— SOURCE PASSAGE —
···
FERN’s Friday Feed: What a bee knows

Welcome to FERN’s Friday Feed (#FFF), where we share the stories from this week that made us stop and think.


Bees, they’re just like us!

The Guardian

“When Stephen Buchmann finds a wayward bee on a window inside his Tucson, Arizona, home, he goes to great lengths to capture and release it unharmed,” writes Annette McGivney. “Buchmann’s kindness – he is a pollination ecologist who has studied bees for over 40 years – is about more than just returning the insect to its desert ecosystem. It’s also because Buchmann believes that bees have complex feelings, and he’s gathered the science to prove it. This March, Buchmann released a book that unpacks just how varied and powerful a bee’s mind really is … It argues that bees can demonstrate sophisticated emotions resembling optimism, frustration, playfulness and fear, traits more commonly associated with mammals.”
···
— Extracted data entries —

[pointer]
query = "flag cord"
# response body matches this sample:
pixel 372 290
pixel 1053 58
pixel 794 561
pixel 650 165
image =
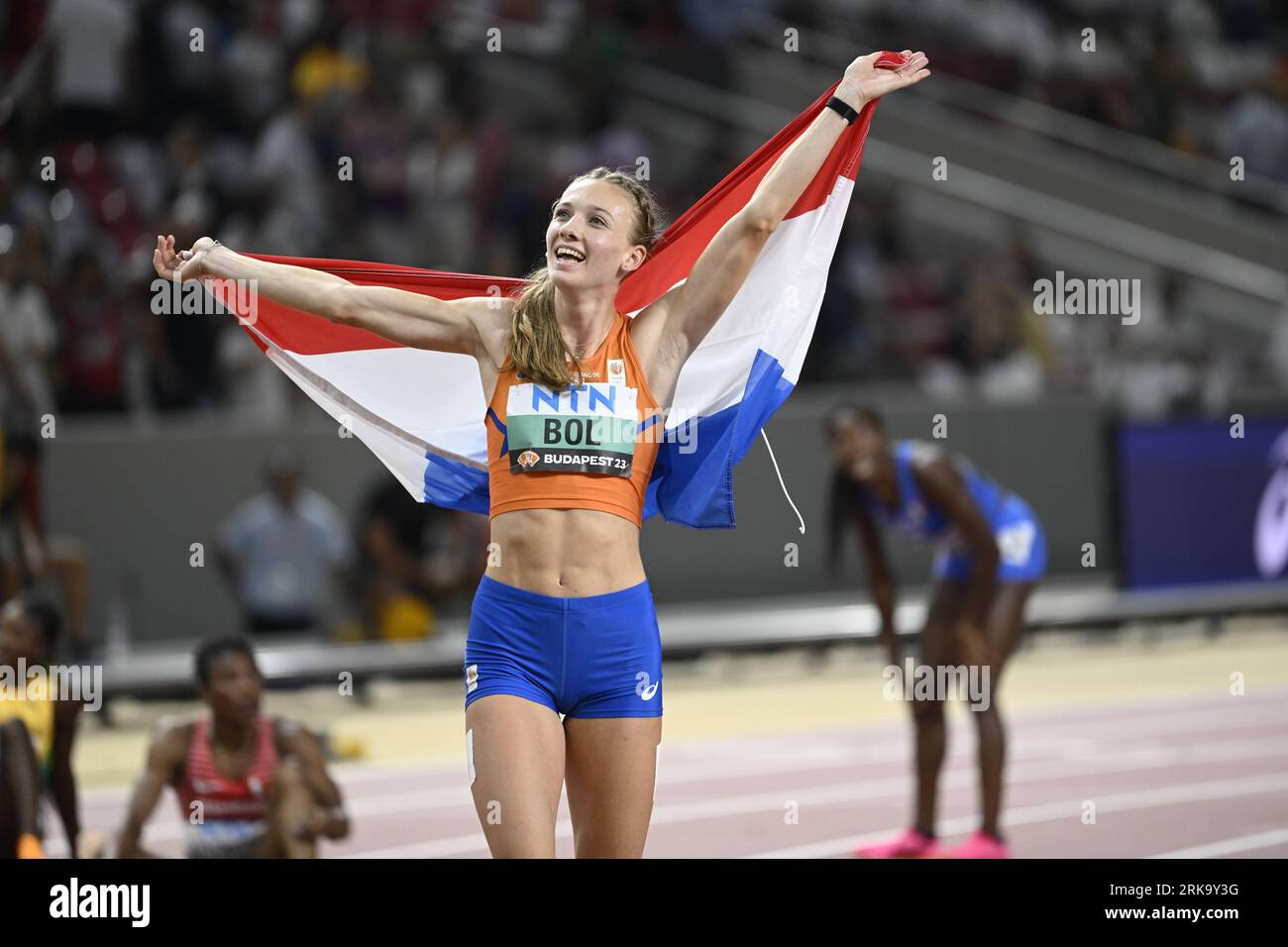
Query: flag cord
pixel 772 460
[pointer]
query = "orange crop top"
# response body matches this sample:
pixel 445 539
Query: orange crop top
pixel 589 447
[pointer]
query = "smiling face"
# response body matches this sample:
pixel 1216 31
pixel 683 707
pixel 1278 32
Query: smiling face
pixel 589 239
pixel 859 449
pixel 235 686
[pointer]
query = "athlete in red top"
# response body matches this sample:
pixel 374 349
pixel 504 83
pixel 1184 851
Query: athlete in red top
pixel 249 787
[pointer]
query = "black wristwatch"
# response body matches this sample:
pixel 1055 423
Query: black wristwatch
pixel 842 110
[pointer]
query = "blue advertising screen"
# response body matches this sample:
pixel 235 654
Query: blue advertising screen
pixel 1199 505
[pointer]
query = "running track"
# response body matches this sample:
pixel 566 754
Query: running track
pixel 1197 777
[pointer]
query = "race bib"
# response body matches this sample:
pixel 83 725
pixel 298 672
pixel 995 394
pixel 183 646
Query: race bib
pixel 589 428
pixel 1016 543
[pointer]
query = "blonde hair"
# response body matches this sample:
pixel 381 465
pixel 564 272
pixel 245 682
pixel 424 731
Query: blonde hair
pixel 536 346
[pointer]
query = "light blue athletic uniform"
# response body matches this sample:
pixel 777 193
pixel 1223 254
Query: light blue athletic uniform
pixel 1020 541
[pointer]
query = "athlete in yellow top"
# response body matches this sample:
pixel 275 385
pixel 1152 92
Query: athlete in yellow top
pixel 37 731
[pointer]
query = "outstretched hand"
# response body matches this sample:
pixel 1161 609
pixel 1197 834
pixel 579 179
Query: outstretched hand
pixel 183 264
pixel 863 81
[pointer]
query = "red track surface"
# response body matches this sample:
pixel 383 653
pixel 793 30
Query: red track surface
pixel 1163 777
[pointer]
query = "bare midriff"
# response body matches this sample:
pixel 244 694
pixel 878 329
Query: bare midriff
pixel 566 553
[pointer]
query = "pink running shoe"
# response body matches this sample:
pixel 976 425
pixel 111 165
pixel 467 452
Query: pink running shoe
pixel 980 845
pixel 911 844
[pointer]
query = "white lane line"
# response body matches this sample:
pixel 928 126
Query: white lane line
pixel 1065 809
pixel 764 802
pixel 1229 847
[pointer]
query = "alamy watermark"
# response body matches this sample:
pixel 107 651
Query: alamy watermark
pixel 194 298
pixel 1076 296
pixel 81 684
pixel 938 684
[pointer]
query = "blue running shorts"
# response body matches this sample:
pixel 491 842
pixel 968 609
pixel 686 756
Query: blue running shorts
pixel 584 657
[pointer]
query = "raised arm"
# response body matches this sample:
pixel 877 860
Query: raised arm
pixel 469 326
pixel 688 312
pixel 165 757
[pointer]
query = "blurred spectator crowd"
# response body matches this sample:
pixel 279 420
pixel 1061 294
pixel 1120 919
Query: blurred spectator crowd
pixel 124 119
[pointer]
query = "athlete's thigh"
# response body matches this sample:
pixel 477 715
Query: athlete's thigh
pixel 610 776
pixel 515 757
pixel 1006 620
pixel 938 641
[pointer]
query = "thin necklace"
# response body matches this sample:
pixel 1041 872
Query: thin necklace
pixel 580 356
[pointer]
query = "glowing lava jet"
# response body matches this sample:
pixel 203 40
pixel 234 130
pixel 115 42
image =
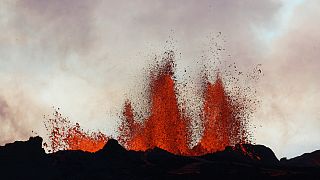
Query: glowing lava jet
pixel 167 126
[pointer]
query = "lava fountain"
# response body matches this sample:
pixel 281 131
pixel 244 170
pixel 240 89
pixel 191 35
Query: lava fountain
pixel 167 126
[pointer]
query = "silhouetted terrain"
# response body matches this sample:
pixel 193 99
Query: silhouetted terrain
pixel 28 160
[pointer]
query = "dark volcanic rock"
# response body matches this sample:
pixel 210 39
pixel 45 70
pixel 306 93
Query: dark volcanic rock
pixel 28 160
pixel 305 160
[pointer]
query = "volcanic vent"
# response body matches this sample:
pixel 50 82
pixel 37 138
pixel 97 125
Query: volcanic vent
pixel 167 126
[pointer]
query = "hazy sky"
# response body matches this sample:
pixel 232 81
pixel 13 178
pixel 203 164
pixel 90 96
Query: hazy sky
pixel 86 56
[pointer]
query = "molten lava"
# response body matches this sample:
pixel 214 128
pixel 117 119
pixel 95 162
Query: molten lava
pixel 64 135
pixel 167 126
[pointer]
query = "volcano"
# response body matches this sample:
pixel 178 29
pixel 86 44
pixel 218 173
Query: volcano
pixel 28 160
pixel 168 125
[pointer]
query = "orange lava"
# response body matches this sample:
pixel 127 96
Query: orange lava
pixel 64 135
pixel 222 127
pixel 167 127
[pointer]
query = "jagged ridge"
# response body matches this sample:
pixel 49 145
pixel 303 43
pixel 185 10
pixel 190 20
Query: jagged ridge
pixel 28 160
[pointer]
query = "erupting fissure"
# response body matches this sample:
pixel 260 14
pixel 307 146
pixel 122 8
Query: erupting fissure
pixel 168 126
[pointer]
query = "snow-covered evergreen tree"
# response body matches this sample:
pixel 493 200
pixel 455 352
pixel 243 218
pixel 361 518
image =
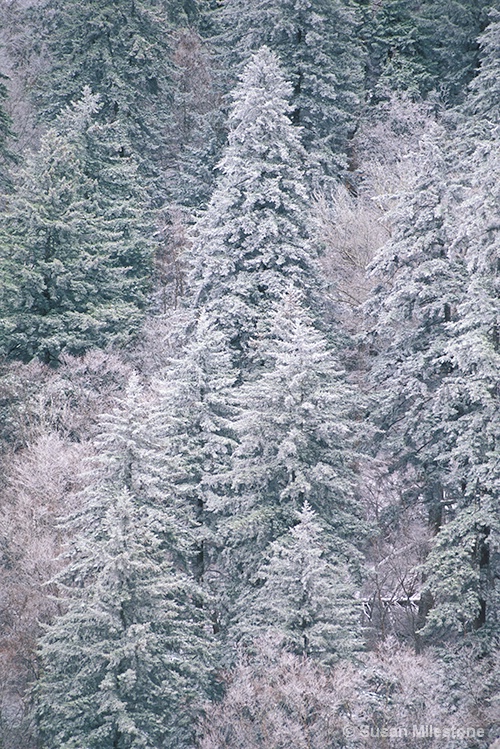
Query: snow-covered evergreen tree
pixel 304 600
pixel 122 51
pixel 463 567
pixel 126 663
pixel 76 248
pixel 414 304
pixel 317 45
pixel 253 240
pixel 295 444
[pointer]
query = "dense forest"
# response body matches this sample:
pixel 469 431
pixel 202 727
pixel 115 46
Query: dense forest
pixel 249 374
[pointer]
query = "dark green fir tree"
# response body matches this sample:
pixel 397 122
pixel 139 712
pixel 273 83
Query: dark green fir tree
pixel 76 248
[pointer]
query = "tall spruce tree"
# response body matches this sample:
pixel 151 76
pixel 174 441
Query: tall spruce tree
pixel 316 42
pixel 126 664
pixel 293 426
pixel 76 248
pixel 249 246
pixel 253 240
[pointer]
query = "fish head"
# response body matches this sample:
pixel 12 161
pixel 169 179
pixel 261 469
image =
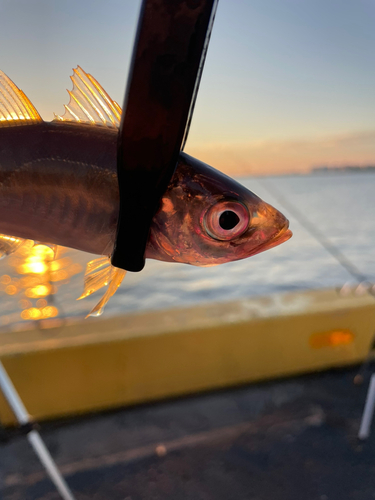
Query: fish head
pixel 206 218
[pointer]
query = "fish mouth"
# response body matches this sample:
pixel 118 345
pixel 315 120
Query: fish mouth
pixel 283 235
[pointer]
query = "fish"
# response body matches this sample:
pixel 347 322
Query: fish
pixel 58 185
···
— LIST OF TASKS —
(a) Name every emotion that the bee passage says bees can demonstrate.
(b) In the records, swap "flag cord" for "flag rope" in the lines that run from the first line of the records through the line that has "pixel 589 447", and give those lines back with everything else unchanged. Omit the pictures.

— SOLUTIONS TO THE PROBLEMS —
(a) Optimism, frustration, playfulness, fear

(b)
[pointer]
query = "flag rope"
# response body matches this sample:
pixel 372 290
pixel 1053 58
pixel 794 561
pixel 650 165
image =
Query: flag rope
pixel 772 460
[pointer]
query = "orange crop top"
# response body matches this sample:
pixel 445 539
Query: orange crop top
pixel 589 447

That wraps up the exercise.